## Excerpt
Music to the rescue!










New CDs – and delivered early.  Rather too early, but at least they were brought to the house which is more than one so-called delivery service used by Amazon ever does!  With self-restraint bordering on the fanatical I actually did not gloat over them until I had completed my Morning Pages.

Those are becoming more problematical.  I am completing them as per instructions, but there are not what we in the OU call ‘freewrites’, that is a sort of free flow of writing where it goes where your imagination and subconscious takes it.  You keep writing at all costs, even if it is only the same phrase over and over again until inspiration takes off again and the imagination flows onto the page.  The theory is fine and I have done some so-called freewrites, but the Morning Pages are degenerating into complaints about the dogs next door and loving descriptions of my morning cup of tea.  There is not much narrative headway to be made trawling through that sort of ordinariness.

I will have to steel myself to write any old rubbish in the hope that somehow my imagination and deeper impulses will eventually turn mere words in to magic phrases that I will be able to use in my writing.  I am not 100% convinced by this, but I do not want to have the same soul destroying experience of going through page after page of drivel that occupied part of my evening today, again.  Ever.

## Dataset extract
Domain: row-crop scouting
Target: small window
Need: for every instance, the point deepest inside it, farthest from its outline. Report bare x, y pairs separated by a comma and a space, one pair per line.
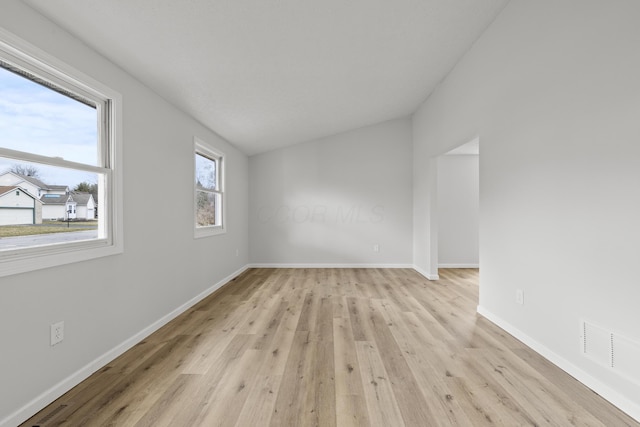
208, 190
59, 130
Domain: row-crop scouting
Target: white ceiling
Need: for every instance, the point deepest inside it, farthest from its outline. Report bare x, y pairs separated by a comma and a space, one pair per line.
269, 73
471, 148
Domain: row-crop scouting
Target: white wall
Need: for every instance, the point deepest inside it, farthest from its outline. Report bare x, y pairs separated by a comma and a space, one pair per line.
458, 211
162, 266
330, 201
552, 89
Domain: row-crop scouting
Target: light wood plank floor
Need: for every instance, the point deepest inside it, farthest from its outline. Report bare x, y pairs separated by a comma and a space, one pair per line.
325, 347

## Complete the following
[1] Answer these questions about the post on Morning Pages, one line each:
(a) What was delivered to the house early?
(b) What did the writer finish before gloating over the delivery?
(c) What are the Morning Pages degenerating into?
[2] Quote the post on Morning Pages word for word, between "New CDs – and" and "my Morning Pages.", inclusive.

## Answers to the tasks
[1]
(a) New CDs.
(b) The Morning Pages.
(c) Complaints about the dogs next door and loving descriptions of the writer's morning cup of tea.

[2]
New CDs – and delivered early.  Rather too early, but at least they were brought to the house which is more than one so-called delivery service used by Amazon ever does!  With self-restraint bordering on the fanatical I actually did not gloat over them until I had completed my Morning Pages.